--- 所示数据 ---

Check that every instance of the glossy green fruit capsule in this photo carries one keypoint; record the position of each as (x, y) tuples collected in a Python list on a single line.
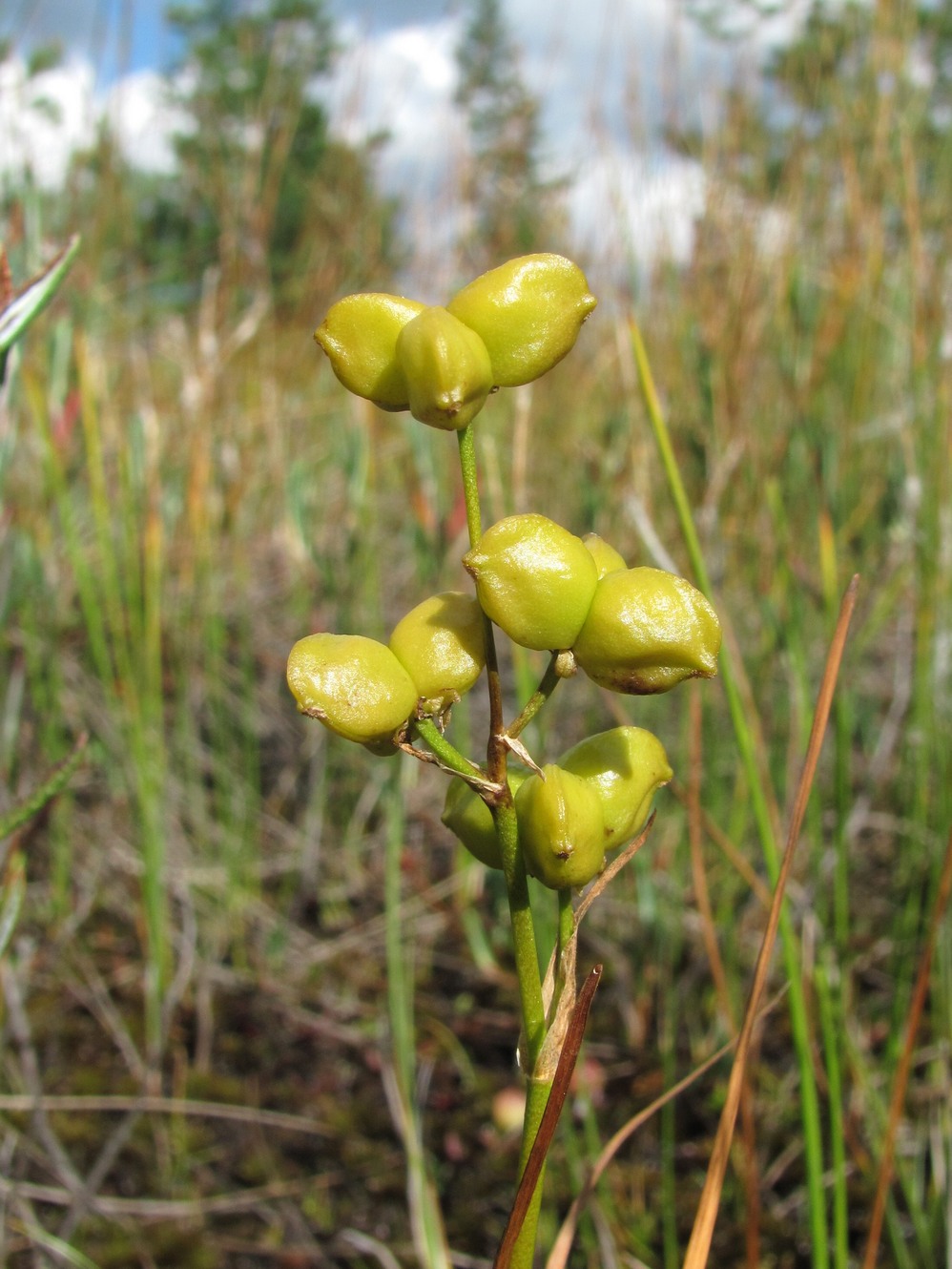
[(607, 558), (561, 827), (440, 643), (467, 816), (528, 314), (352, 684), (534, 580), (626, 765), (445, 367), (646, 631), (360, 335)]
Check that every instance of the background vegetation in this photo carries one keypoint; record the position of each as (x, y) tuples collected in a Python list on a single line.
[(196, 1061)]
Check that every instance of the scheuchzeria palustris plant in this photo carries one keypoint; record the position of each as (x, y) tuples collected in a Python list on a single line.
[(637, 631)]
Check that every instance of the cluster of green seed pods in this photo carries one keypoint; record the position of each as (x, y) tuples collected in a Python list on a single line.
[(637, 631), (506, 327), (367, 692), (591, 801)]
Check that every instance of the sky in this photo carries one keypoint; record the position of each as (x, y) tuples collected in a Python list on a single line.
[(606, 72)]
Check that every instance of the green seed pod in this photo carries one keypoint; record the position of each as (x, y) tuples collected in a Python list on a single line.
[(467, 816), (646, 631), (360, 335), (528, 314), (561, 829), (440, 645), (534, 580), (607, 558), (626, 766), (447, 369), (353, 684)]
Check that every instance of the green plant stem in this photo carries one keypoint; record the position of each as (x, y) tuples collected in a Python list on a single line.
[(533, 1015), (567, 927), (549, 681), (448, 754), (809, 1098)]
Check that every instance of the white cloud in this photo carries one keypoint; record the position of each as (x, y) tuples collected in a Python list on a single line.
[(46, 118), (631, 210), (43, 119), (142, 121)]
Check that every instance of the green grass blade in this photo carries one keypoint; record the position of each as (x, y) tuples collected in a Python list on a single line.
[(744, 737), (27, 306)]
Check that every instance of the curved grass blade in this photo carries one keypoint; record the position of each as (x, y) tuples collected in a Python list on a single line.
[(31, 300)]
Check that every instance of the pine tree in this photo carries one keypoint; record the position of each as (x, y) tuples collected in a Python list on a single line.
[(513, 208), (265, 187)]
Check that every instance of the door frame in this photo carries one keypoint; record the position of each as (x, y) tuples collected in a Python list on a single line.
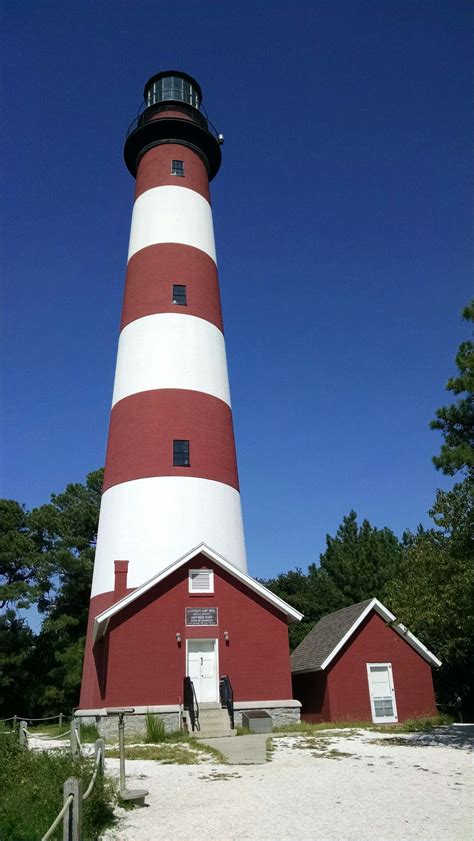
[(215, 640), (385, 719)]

---

* _任务要求_
把上面的全部数据逐行输出为编号列表，略去空行，答案中不要包含图片。

* _参考答案_
1. Check that every instance of the glossy green fruit capsule in this photo carries one keypoint; record the position of each as (x, y) tuples collected in a Python list on a single line.
2. [(607, 558), (561, 827), (440, 643), (467, 816), (528, 314), (352, 684), (534, 580), (626, 765), (445, 367), (646, 631), (360, 335)]
3. Check that every instance of the background vegetation in this photo carries one keypoint; record the position of each as (x, y) tuples collected in a Python list on a single line.
4. [(196, 1061)]
5. Check that every instance of the scheuchzeria palustris plant in this photo carries one keypoint; record the position of each as (x, y) tuples collected in a Python list on a single line.
6. [(637, 631)]
7. Check that every instance of the cluster of green seed pods in this photo carries one keypoint; record the position of each as (x, y) tuples collected in a Python list on a single line.
8. [(637, 631), (506, 327), (367, 692), (591, 801)]
9. Check that every instance of the sky in this photo carries one keypoint; record the position of each as (x, y) tuples collected in a Python list on a single line.
10. [(606, 72)]
11. Check that every instance of the green seed pod in this photo carries one keypoint; record the position of each as (x, y) tuples collected in a Python list on a single line.
12. [(467, 816), (646, 631), (360, 335), (528, 314), (561, 829), (440, 645), (534, 580), (607, 558), (626, 766), (447, 369), (353, 684)]
13. Check that every instance of the green plant stem in this photo carries one keypoint; record the position of each as (x, y) tuples collected in a Python list on a single line.
14. [(533, 1015), (567, 927), (549, 681), (448, 754), (809, 1098)]
15. Check that every instance of the white cloud in this photo carries one keypoint; record the position of each as (x, y) tuples collected in a Python list on a single line.
16. [(46, 118), (631, 210), (43, 119), (142, 121)]
17. Check that every instance of the green grass blade in this photo carries one keypoint; record the position of each as (x, y) tuples collected in a Python list on a single line.
18. [(744, 737), (27, 306)]
19. Check that every instance of the curved grass blade in this photo carries one keypoint; record the position of each as (x, y) tuples collected in a Python list on a single line.
20. [(31, 300)]
21. Check that every instance of the pine tree in this photo carries one keypoint; record the position of each as (x, y) tuples collected in a Python list on a single line.
22. [(513, 208), (265, 187)]
23. Check that every instance of the door frame in this photo carries one keypoint; record the position of each as (x, y) tuples collected in a Python list on a single line.
24. [(215, 640), (385, 719)]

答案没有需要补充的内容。